▶ _KUTIPAN TEKS_:

Namun, nama 'tempe' pernah digunakan di daerah perkotaan Jawa, terutama Jawa tengah, untuk mengacu pada sesuatu yang bermutu rendah. Istilah seperti 'mental tempe' atau 'kelas tempe' digunakan untuk merendahkan dengan arti bahwa hal yang dibicarakan bermutu rendah karena murah seperti tempe. Soekarno, Presiden Indonesia pertama, sering memperingatkan rakyat Indonesia dengan mengatakan, "Jangan menjadi bangsa tempe." Baru pada pertengahan 1960-an pandangan mengenai tempe ini mulai berubah.
Pada akhir 1960-an dan awal 1970-an terjadi sejumlah perubahan dalam pembuatan tempe di Indonesia. Plastik (polietilena) mulai menggantikan daun pisang untuk membungkus tempe, ragi berbasis tepung (diproduksi mulai 1976 oleh Lembaga Ilmu Pengetahuan Indonesia dan banyak digunakan oleh Koperasi Produsen Tempe Tahu Indonesia, Kopti) mulai menggantikan laru tradisional, dan kedelai impor mulai menggantikan kedelai lokal. Produksi tempe meningkat dan industrinya mulai dimodernisasi pada tahun 1980-an, sebagian berkat peran serta Kopti yang berdiri pada 11 Maret 1979 di Jakarta dan pada tahun 1983 telah beranggotakan lebih dari 28.000 produsen tempe dan tahu.
Standar teknis untuk tempe telah ditetapkan dalam Standar Nasional Indonesia dan yang berlaku sejak 9 Oktober 2009 ialah SNI 3144:2009. Dalam standar tersebut, tempe kedelai didefinisikan sebagai "produk yang diperoleh dari fermentasi biji kedelai dengan menggunakan kapang Rhizopus sp., berbentuk padatan kompak, berwarna putih sedikit keabu-abuan dan berbau khas tempe”.

▶ _DAFTAR TUGAS_:
• A. Menurut teks tentang tempe, kapan dan di mana Koperasi Produsen Tempe Tahu Indonesia (Kopti) berdiri?
• B. Ulangi bagian dari teks tentang tempe yang dimulai dengan "Pada akhir 1960-an" dan berlanjut hingga "tempe dan tahu.", tanpa mengubah satu kata pun.
Catatan yang ada di halaman ini merupakan bahan tersendiri yang tidak berkaitan dengan teks tentang tempe.

▶ _CATATAN_:

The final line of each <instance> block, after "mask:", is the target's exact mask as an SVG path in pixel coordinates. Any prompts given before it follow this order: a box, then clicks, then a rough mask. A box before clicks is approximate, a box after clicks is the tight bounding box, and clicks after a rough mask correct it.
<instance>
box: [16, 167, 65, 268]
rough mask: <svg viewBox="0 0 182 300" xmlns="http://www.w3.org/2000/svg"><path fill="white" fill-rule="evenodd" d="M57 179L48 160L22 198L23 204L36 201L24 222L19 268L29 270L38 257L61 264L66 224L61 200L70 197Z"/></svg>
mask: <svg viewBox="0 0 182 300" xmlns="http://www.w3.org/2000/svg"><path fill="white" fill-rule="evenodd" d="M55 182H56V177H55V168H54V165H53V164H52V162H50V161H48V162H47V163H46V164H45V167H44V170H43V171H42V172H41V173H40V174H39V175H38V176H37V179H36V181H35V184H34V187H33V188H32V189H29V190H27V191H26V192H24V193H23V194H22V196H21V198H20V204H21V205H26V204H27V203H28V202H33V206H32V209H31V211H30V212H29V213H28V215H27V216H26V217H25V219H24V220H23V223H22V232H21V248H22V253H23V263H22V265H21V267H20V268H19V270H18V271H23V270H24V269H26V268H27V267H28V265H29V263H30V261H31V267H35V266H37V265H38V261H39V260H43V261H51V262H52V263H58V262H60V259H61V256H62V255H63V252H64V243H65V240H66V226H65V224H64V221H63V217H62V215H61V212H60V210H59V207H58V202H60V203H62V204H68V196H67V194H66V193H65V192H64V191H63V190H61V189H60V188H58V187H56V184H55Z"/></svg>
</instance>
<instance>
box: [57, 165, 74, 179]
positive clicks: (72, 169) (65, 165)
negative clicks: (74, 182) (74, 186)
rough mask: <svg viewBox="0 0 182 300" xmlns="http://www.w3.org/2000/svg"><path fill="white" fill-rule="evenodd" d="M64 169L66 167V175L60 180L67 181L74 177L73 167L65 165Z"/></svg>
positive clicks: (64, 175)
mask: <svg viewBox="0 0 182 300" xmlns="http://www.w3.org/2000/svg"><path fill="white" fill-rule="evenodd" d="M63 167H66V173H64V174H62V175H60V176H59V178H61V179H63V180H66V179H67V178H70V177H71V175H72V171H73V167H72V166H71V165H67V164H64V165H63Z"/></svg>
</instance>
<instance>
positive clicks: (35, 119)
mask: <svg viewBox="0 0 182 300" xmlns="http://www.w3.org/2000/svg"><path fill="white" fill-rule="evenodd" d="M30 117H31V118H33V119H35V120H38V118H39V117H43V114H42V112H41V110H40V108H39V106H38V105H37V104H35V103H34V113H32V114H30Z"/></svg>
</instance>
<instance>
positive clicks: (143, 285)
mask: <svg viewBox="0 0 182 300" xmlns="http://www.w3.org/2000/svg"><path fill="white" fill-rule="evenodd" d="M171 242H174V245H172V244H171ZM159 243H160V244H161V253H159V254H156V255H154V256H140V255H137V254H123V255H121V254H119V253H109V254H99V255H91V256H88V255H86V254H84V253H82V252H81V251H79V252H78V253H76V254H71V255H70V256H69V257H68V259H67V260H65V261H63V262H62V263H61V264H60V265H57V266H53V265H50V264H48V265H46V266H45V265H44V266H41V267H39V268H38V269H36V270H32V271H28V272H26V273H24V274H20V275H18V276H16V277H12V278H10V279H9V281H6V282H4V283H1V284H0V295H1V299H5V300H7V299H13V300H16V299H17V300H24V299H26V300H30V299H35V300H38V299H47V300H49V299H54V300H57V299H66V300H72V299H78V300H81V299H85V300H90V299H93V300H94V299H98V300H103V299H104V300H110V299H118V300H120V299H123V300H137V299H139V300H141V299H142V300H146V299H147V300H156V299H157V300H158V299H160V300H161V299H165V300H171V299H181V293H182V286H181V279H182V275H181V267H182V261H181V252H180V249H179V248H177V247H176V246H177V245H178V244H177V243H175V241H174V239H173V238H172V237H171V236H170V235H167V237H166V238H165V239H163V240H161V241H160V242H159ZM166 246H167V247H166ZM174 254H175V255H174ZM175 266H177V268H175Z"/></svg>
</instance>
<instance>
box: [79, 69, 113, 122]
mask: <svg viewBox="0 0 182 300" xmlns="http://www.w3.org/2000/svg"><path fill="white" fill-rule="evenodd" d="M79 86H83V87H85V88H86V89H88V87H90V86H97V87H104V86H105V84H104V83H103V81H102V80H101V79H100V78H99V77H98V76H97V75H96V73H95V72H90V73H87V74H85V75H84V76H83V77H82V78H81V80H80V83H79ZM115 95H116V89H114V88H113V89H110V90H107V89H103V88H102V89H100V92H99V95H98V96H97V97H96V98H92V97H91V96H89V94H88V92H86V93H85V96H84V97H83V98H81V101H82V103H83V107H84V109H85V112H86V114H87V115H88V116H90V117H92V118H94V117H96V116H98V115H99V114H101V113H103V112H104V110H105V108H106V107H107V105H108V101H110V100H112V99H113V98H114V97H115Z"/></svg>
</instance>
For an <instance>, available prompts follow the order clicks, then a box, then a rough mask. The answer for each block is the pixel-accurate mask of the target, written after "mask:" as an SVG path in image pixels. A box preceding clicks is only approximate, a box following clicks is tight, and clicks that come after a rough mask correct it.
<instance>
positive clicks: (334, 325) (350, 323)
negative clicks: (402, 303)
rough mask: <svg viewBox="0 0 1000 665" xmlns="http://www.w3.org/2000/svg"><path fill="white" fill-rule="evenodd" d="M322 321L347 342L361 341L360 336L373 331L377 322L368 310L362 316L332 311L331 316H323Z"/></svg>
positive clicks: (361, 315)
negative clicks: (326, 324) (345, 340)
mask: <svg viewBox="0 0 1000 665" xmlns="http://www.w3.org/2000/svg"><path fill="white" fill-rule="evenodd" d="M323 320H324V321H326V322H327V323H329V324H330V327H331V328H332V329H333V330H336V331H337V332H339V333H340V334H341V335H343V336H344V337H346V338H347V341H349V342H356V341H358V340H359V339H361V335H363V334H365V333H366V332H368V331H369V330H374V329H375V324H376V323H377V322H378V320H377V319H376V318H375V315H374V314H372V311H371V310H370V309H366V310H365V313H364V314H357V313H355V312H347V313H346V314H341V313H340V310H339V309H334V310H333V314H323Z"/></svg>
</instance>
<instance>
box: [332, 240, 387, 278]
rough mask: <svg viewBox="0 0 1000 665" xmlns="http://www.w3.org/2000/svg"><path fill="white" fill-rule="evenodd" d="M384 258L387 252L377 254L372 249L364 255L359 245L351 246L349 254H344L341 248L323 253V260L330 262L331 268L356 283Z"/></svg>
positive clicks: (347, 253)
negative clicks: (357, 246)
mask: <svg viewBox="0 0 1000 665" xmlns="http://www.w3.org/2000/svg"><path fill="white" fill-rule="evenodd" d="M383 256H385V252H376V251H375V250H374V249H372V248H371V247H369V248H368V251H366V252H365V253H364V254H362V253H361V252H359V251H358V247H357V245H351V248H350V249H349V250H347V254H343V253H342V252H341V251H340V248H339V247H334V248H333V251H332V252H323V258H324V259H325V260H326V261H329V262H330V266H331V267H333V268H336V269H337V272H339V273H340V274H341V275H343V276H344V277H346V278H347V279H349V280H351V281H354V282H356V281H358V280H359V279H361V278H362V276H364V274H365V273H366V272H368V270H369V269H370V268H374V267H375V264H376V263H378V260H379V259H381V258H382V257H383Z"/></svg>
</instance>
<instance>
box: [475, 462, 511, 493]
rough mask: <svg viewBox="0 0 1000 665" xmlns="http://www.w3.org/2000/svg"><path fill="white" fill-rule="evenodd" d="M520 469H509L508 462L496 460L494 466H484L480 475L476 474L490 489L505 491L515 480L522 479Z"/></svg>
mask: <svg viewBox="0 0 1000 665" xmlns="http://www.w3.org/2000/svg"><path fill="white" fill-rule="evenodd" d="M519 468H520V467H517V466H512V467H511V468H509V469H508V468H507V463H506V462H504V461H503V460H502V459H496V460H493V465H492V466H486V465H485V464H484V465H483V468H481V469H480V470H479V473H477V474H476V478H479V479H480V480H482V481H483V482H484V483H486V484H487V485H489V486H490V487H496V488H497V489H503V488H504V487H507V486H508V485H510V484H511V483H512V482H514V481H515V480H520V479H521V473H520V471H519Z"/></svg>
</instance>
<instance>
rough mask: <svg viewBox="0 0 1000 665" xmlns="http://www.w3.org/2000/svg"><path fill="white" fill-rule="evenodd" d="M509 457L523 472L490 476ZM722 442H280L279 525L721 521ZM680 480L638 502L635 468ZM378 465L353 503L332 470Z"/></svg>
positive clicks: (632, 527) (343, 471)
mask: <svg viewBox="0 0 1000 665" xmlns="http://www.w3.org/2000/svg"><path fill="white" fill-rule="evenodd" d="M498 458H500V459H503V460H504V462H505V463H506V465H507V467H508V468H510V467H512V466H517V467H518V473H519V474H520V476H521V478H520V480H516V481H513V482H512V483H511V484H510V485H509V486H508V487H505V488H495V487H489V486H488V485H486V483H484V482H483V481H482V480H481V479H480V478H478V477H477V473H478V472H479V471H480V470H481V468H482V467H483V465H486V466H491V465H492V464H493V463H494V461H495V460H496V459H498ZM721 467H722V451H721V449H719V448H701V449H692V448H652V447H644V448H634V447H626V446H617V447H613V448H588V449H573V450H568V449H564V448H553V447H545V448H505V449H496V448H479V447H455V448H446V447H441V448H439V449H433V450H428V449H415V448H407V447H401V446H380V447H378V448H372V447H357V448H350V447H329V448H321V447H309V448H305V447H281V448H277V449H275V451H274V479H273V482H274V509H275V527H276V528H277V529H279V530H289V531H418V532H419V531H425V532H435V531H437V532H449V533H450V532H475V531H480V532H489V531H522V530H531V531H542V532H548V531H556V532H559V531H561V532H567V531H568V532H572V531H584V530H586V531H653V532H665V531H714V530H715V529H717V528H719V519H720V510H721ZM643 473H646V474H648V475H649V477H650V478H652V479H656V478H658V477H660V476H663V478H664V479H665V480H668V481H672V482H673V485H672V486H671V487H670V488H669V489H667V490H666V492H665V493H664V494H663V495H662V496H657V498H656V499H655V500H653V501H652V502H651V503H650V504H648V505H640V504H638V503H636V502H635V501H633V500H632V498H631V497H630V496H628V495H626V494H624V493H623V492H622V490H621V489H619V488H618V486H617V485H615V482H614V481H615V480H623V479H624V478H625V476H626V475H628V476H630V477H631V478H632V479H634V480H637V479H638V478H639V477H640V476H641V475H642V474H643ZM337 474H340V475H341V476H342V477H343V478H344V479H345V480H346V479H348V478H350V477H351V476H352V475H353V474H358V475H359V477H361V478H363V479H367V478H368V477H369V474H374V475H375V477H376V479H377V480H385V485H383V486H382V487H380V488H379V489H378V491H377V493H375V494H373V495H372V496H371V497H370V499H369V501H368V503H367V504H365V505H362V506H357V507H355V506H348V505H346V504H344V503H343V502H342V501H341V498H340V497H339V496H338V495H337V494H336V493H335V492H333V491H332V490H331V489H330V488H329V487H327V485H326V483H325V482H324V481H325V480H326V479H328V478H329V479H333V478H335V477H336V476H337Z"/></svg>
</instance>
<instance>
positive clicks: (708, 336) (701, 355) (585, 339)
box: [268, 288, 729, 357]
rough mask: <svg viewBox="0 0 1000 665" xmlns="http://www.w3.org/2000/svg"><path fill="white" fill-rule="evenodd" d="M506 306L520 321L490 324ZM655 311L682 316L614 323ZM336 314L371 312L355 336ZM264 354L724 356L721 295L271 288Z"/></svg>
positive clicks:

▶ _JAWABAN YANG DIBERIKAN_:
• A. Kopti berdiri pada 11 Maret 1979 di Jakarta.

• B.
Pada akhir 1960-an dan awal 1970-an terjadi sejumlah perubahan dalam pembuatan tempe di Indonesia. Plastik (polietilena) mulai menggantikan daun pisang untuk membungkus tempe, ragi berbasis tepung (diproduksi mulai 1976 oleh Lembaga Ilmu Pengetahuan Indonesia dan banyak digunakan oleh Koperasi Produsen Tempe Tahu Indonesia, Kopti) mulai menggantikan laru tradisional, dan kedelai impor mulai menggantikan kedelai lokal. Produksi tempe meningkat dan industrinya mulai dimodernisasi pada tahun 1980-an, sebagian berkat peran serta Kopti yang berdiri pada 11 Maret 1979 di Jakarta dan pada tahun 1983 telah beranggotakan lebih dari 28.000 produsen tempe dan tahu.